**What you are asked to do:** Repeat the line that contains "the lips, imagine" and all lines after it through the end, exactly as they are, minus the pictures.

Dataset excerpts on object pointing
-------
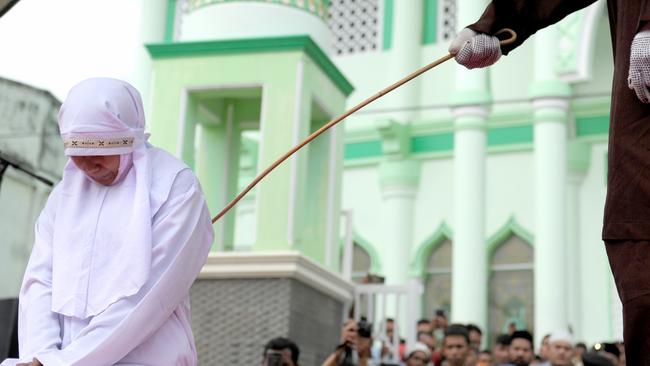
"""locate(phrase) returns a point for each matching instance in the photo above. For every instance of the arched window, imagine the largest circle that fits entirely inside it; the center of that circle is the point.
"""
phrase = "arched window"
(511, 286)
(437, 287)
(361, 264)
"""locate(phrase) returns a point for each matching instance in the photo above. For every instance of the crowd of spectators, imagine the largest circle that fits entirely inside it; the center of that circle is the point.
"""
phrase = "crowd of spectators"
(441, 344)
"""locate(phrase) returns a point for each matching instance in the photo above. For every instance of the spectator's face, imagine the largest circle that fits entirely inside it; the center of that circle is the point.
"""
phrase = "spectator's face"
(417, 358)
(455, 349)
(427, 339)
(521, 352)
(560, 353)
(102, 169)
(286, 357)
(543, 351)
(390, 326)
(424, 327)
(501, 354)
(475, 340)
(484, 359)
(439, 322)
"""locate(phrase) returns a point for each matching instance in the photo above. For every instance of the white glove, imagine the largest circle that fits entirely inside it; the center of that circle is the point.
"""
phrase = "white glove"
(639, 74)
(474, 50)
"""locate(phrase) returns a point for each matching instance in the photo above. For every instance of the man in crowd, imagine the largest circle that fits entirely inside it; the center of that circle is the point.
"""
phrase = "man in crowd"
(543, 351)
(455, 345)
(418, 355)
(475, 335)
(560, 350)
(424, 326)
(521, 348)
(501, 353)
(280, 351)
(439, 325)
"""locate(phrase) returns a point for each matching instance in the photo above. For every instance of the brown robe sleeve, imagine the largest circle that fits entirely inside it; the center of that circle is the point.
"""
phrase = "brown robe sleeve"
(525, 17)
(645, 13)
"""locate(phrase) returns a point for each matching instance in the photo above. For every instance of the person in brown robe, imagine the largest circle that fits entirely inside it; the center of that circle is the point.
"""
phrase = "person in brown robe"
(626, 229)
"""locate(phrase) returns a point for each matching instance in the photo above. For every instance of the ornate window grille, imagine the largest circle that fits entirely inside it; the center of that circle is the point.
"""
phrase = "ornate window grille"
(447, 19)
(354, 25)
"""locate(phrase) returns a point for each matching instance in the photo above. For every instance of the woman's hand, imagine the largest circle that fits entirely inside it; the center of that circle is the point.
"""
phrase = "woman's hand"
(35, 362)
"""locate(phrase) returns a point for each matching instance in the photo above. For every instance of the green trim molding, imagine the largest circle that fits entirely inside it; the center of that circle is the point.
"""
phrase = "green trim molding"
(315, 7)
(388, 25)
(420, 258)
(511, 227)
(500, 138)
(302, 43)
(429, 21)
(590, 126)
(579, 156)
(170, 21)
(549, 89)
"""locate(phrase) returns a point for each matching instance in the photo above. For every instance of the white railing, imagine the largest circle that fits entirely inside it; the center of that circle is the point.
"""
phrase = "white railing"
(400, 302)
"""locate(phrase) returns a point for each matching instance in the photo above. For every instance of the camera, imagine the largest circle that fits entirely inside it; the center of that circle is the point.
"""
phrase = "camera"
(274, 359)
(364, 328)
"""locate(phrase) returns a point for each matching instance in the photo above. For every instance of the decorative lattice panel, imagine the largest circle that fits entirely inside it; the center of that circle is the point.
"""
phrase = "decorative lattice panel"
(437, 287)
(354, 25)
(447, 20)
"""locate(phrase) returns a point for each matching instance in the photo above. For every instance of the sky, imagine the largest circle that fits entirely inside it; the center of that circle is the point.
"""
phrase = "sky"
(54, 44)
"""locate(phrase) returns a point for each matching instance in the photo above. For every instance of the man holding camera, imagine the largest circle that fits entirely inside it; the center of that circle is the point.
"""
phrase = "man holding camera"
(354, 348)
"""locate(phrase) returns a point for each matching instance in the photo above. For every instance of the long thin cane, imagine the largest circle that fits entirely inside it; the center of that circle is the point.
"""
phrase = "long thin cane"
(510, 40)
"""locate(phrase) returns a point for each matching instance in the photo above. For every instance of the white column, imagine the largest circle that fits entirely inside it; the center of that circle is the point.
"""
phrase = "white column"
(550, 103)
(398, 179)
(405, 55)
(574, 298)
(550, 215)
(398, 189)
(469, 272)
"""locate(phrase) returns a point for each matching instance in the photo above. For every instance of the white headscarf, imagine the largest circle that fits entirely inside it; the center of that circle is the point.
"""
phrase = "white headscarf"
(102, 234)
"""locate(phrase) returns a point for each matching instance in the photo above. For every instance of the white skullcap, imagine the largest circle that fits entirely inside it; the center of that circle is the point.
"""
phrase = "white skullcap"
(419, 346)
(561, 336)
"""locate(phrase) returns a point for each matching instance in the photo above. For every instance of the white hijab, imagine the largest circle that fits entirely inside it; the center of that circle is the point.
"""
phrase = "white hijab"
(102, 234)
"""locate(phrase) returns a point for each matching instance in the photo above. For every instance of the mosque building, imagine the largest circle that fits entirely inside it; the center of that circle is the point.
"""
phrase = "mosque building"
(483, 189)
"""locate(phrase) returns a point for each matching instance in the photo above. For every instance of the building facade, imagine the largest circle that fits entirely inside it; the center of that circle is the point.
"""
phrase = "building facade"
(486, 187)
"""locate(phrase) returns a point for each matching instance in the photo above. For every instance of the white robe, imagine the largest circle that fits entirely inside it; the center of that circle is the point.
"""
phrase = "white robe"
(151, 327)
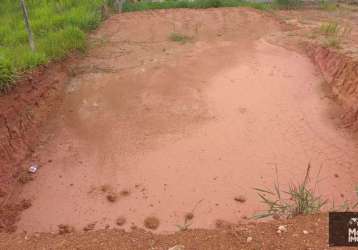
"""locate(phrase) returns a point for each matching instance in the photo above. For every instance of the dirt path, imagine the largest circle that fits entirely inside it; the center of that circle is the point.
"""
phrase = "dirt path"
(166, 128)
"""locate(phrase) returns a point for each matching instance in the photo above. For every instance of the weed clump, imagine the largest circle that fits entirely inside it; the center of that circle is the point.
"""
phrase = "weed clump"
(299, 199)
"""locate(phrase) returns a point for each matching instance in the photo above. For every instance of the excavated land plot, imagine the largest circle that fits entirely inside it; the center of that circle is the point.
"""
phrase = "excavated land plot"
(147, 126)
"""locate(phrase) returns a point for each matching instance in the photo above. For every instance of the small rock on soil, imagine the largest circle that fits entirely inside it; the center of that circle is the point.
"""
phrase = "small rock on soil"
(65, 229)
(121, 221)
(240, 198)
(89, 227)
(151, 223)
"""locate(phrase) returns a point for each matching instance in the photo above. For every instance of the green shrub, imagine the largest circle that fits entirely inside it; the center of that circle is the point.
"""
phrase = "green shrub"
(6, 75)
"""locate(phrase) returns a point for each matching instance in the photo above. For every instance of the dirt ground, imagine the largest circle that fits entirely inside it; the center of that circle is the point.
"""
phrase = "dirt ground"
(308, 232)
(143, 126)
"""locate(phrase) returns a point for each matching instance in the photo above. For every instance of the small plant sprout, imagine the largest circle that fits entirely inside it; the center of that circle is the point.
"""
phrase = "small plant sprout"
(298, 199)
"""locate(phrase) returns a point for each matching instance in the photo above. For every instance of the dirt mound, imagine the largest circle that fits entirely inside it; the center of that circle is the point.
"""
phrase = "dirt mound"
(341, 74)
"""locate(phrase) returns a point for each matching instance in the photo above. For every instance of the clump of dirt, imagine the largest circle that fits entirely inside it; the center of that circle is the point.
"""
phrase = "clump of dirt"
(112, 197)
(151, 222)
(25, 177)
(25, 204)
(240, 198)
(90, 226)
(121, 221)
(9, 215)
(65, 229)
(105, 188)
(189, 216)
(2, 193)
(125, 192)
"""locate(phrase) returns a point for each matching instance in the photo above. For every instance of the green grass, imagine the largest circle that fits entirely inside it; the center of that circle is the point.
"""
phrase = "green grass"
(196, 4)
(298, 199)
(59, 26)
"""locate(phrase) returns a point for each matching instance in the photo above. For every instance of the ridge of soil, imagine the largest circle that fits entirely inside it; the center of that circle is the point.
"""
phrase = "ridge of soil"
(23, 112)
(341, 74)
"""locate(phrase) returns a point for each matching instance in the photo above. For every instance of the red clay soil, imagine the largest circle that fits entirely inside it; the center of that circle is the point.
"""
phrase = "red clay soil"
(304, 232)
(341, 74)
(23, 110)
(146, 127)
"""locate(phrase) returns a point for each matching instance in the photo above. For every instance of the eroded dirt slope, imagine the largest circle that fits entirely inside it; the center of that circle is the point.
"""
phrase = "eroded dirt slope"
(153, 127)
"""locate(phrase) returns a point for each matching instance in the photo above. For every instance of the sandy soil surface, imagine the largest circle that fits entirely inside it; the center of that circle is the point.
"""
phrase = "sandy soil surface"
(153, 127)
(308, 232)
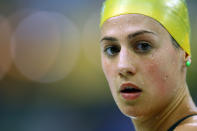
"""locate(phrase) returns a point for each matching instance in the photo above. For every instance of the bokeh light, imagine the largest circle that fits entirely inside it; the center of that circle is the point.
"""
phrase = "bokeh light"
(44, 48)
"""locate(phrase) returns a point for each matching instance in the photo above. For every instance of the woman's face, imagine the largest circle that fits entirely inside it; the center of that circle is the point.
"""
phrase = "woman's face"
(144, 70)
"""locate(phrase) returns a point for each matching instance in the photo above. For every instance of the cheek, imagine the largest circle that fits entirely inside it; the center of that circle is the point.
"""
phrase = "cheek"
(109, 71)
(157, 77)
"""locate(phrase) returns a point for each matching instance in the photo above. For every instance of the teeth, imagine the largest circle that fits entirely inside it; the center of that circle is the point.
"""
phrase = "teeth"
(130, 90)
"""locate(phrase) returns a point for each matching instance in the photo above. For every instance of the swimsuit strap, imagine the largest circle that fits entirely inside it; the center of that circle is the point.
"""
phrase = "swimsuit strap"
(179, 121)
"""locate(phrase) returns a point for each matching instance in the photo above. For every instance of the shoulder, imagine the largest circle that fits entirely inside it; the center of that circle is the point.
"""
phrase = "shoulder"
(189, 125)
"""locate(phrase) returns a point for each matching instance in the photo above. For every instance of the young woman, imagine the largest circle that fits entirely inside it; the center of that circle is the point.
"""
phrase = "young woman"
(145, 54)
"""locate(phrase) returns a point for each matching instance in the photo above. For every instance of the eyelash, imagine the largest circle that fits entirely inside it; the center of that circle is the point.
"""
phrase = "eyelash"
(112, 50)
(141, 47)
(145, 47)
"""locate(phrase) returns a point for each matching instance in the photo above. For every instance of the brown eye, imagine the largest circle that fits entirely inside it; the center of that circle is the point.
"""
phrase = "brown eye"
(112, 50)
(142, 47)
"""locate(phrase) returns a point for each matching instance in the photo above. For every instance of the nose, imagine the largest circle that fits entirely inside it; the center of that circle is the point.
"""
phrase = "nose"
(126, 65)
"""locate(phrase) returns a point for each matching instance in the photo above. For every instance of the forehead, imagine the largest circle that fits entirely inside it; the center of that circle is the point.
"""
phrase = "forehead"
(131, 23)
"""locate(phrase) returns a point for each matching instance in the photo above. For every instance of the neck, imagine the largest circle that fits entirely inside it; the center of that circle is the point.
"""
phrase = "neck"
(181, 106)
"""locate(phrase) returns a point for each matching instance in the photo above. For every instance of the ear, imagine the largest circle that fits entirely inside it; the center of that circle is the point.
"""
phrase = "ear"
(187, 58)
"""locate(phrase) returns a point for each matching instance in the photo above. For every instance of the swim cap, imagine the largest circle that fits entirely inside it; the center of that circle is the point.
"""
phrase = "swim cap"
(172, 14)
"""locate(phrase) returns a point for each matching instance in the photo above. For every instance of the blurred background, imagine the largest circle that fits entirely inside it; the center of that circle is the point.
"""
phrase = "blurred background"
(50, 71)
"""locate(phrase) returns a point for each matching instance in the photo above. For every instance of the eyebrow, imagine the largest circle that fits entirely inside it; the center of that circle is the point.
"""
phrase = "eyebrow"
(130, 36)
(109, 39)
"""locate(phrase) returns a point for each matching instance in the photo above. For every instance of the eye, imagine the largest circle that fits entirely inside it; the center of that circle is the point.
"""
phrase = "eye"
(112, 50)
(142, 47)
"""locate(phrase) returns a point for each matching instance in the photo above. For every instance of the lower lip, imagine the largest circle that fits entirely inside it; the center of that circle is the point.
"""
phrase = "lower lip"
(131, 96)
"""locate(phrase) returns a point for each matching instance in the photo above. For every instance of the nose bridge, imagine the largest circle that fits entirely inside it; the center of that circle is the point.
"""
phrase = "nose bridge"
(126, 62)
(125, 57)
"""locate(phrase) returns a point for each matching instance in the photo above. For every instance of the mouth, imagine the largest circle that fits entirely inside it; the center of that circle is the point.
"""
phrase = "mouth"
(130, 91)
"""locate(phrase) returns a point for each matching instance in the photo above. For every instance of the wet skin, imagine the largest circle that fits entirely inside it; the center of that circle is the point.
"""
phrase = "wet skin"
(137, 49)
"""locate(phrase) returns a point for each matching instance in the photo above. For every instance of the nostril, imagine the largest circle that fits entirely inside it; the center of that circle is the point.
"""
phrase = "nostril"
(125, 73)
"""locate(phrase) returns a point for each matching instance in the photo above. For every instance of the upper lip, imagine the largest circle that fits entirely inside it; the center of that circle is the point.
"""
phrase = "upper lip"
(128, 84)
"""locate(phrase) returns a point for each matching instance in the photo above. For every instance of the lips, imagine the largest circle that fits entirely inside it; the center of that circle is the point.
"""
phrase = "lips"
(130, 91)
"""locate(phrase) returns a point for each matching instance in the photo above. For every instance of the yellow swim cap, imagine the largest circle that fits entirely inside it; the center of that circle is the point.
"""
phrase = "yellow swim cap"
(172, 14)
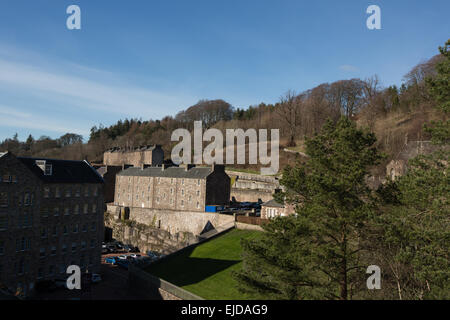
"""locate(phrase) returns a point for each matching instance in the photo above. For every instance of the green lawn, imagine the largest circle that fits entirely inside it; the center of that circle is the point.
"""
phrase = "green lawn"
(206, 270)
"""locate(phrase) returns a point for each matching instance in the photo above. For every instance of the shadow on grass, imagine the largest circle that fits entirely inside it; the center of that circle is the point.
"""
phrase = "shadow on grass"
(188, 270)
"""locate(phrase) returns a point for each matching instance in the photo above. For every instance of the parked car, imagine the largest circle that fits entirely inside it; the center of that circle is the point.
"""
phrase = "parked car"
(112, 260)
(92, 277)
(45, 286)
(61, 283)
(123, 263)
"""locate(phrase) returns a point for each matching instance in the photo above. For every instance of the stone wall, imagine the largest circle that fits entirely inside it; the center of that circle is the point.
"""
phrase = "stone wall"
-------
**Exercise answer:**
"""locate(phrase) returns a point for each matching instance in the photo above. For every instance of the lips, imagine the largest circle that fits entirely inside it; the center of that circle is the point.
"""
phrase = "lips"
(130, 91)
"""locate(phrase) returns a point for each matching instance in the photo above. For every instance of the yellow swim cap, imagine the largest circle that fits entirely inside it; the center of that circle is the point.
"""
phrase = "yellow swim cap"
(172, 14)
"""locate(phrase) returns a point for each matching instance in the photo above. For every instance of the green lawn, imagine the largest circle that fits entirely inside it; the center of that circle is the point.
"""
phrase = "green lawn"
(206, 270)
"""locate(phrase) returns a point for each matching instance in the photo above. For every instance of the shadow on grass, imagine the largest circle that fits entirely inside it; the center of that circle is the point.
"""
phrase = "shadow on grass"
(188, 270)
"""locate(phrase) returns a point for each matching instance in the photo above. For every instance of the parked car, imagine the largest circle that fits entirely inside it; the center of that circle is the point.
"""
phrase = "parked car"
(112, 260)
(92, 277)
(45, 286)
(61, 283)
(123, 263)
"""locate(phrase) returns a point for each matching instance in the photo above. For every instance of the stone wall, imagine the largest circle that fits entirely inside it; the center of that circle is the point.
"""
phrase = "stone wall"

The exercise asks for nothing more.